--- Testo da leggere ---
Fibrosi Cistica Emilia

Tutta la vita che c’è

di Giorgia Cattani

Ero una bambina tranquilla, molto timida, con poche amicizie e molto affezionata alla famiglia. La fibrosi cistica mi rendeva ancora più schiva. Ero molto legata a mia madre che ogni giorno mi praticava le battiture e mi seguiva nella terapia. Guardavo come esempio mia sorella più grande, anche lei malata FC ma molto energica e sorridente. La mia vita scorreva lenta: i ricoveri con mia sorella, le terapie a casa, i pianti perché venivo esclusa dalla vita da “grandi” dalle sorelle. Una vita familiare intervallata dal ritmo della malattia. Se stavamo bene, tutto scorreva fluido; se c’era un aggravamento si bloccava tutto. La fibrosi cistica regolava gli umori di tutti. Solo ora mi accorgo di quanto può essere stato impattante per Silvia, mia sorella “sana”. Ogni tanto chiedevo a mamma il perché di tutto questo e lei mi rispondeva sempre “Vedrai che arriva la medicina e guarirete”. Quante volte ho sognato l’arrivo di quella famosa “medicina”. Quante fantasie della vita “dopo”.

Mi sono svegliata bruscamente da questo torpore un giorno di maggio, quando mia sorella AnnaMaria è deceduta causa complicazioni. È stato un periodo molto duro. Mi sono sentita in colpa per essere sopravvissuta e ho scoperto a mie spese la reale portata della fibrosi cistica. Non era solo un impiccio, si poteva morire. Sono crollate molte convinzioni errate e ho imparato a dare più valore ad ogni sorriso delle persone.

Sono cresciuta e ho affrontato altre perdite, altri pezzi di me che sono andati via.

Nel 1998, su consiglio dei medici di Parma, ho intrapreso il cammino del trapianto. Non sapevo cosa comportasse, sentirselo spiegare non è mai come viverlo sulla propria pelle. Fisicamente stavo molto bene, ero anche riuscita ad ingrassare e non mi sembrava il momento giusto per fare un intervento del genere. Mi sembrava un passo indietro, piangevo e non capivo che era arrivato il momento di passare oltre. Quando ho ricevuto la telefonata ho pianto e urlato di dolore. Credevo fosse la fine di tutto. In un’ora ho dovuto salutare l’altra mia sorella, le amiche, la mia casa. Ero fermamente convinta di non tornare più. Sento ancora il peso che portavo addosso durante il viaggio verso Roma, nell’autoambulanza che sfrecciava di notte sull’asfalto. La mente era un groviglio di pensieri negativi. Poi siamo arrivati in un luogo che solo ora conosco come seconda casa, il Policlinico Umberto I. Mi ricordo poco dei preparativi, come se avessi rimosso tutta l’ansia e la paura che avevo.
---
▸ Cosa fare
- 1) Trascrivi parola per parola il tratto del racconto di Giorgia Cattani che va da "Mi sono svegliata" fino a "sono andati via.".
- 2) Secondo il racconto di Giorgia Cattani, in quale ospedale arrivò dopo il viaggio notturno in autoambulanza verso Roma?
- 3) Scrivi il seguito del racconto di Giorgia Cattani, riprendendo subito dopo l'ultima frase riportata.
--- Elenco dati ---
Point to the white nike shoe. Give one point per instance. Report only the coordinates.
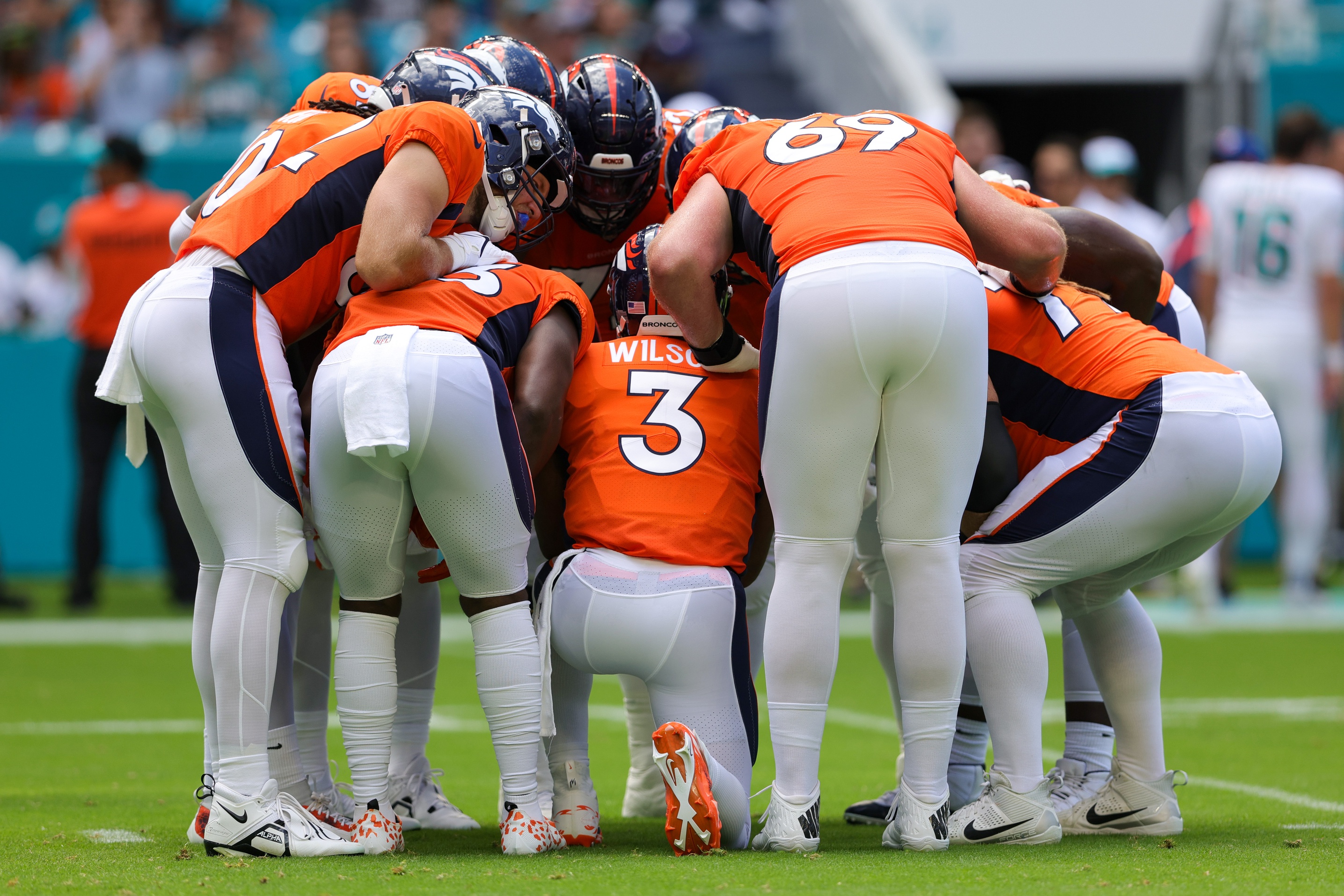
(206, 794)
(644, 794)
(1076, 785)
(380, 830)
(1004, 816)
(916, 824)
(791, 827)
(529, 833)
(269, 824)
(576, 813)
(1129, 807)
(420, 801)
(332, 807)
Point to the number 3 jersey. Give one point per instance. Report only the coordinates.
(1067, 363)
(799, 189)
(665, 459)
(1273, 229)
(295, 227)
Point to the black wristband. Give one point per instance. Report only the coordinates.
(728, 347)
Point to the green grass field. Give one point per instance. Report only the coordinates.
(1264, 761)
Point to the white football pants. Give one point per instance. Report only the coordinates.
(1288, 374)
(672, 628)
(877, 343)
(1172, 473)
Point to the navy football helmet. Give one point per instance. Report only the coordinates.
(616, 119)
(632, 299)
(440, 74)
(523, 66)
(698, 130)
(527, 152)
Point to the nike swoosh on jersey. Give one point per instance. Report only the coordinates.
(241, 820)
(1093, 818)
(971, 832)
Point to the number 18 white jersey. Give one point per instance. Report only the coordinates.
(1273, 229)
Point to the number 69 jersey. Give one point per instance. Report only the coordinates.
---
▸ Risposte
- 1)
Mi sono svegliata bruscamente da questo torpore un giorno di maggio, quando mia sorella AnnaMaria è deceduta causa complicazioni. È stato un periodo molto duro. Mi sono sentita in colpa per essere sopravvissuta e ho scoperto a mie spese la reale portata della fibrosi cistica. Non era solo un impiccio, si poteva morire. Sono crollate molte convinzioni errate e ho imparato a dare più valore ad ogni sorriso delle persone.

Sono cresciuta e ho affrontato altre perdite, altri pezzi di me che sono andati via.

- 2) Al Policlinico Umberto I.

- 3)
E poi ti risvegli. E ti accorgi che sei viva. Anestetizzata, intorpidita ma ci sei. E allora lì inizia la tua nuova vita. La seconda possibilità. La rivoluzione. Perché il trapianto è vita, salvezza ma è anche sconvolgimento di tutto quello che sapevi prima. Di quello che facevi e non facevi prima. Il post trapianto è stato duro e complicato per il primo anno. Vivere nella capitale non è stato semplice ma la mia famiglia è stata sempre presente e anche le amiche.

Sono stata trapiantata di polmoni nel 1999, a novembre saranno esattamente 24 anni ed è stato il passo più importante della mia vita. Mi ha stravolto, confuso e schiaffeggiato come una sferzata di vento e mi ha illuminata, scaldata e coccolata come una giornata di sole. È stata la mia rinascita.

Ho iniziato a viaggiare senza limiti, a vivere senza rinunce, a sentirmi libera finché la vita ha deciso di darmi un altro stop. E dopo un anno e mezzo di emodialisi, quando mi è stato offerto un trapianto renale, ero contentissima.

Nel 2011 ho finalmente chiuso con la dialisi due volte a settimana e ho affrontato il trapianto di rene con una consapevolezza differente dal precedente. Ora sapevo cosa mi aspettava. Una vita diversa, una nuova bellissima avventura.

In tutti questi 46 anni ho imparato, ho sbagliato, ho perso e ho vinto qualcosa. L’immobilità non fa crescere. Ci saranno sempre ostacoli ma bisogna trovare il coraggio di vivere e di non ritirarsi. I miei due donatori e le loro famiglie hanno investito sulla vita. Lo devo e voglio fare anche io.